== Exercise description ==
Write out the records that follow exactly. Do not include pictures.

== Record excerpts ==

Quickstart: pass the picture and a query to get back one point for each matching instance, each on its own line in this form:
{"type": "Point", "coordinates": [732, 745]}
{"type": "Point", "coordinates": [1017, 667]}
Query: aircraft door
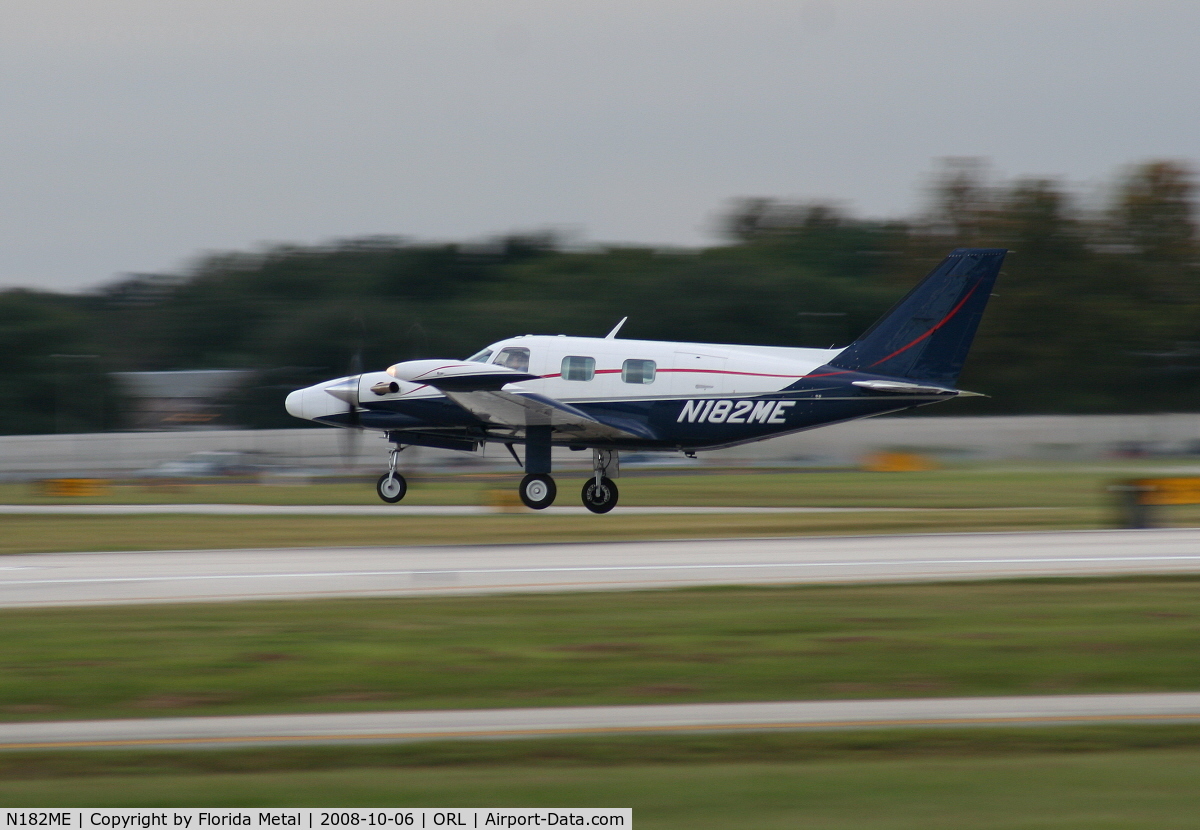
{"type": "Point", "coordinates": [699, 374]}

== Exercise solution ==
Quickstart: pass the picture and a query to get back one point for each matching instance, each on its own line in this form:
{"type": "Point", "coordinates": [732, 745]}
{"type": "Point", "coordinates": [1017, 667]}
Query: aircraft door
{"type": "Point", "coordinates": [699, 374]}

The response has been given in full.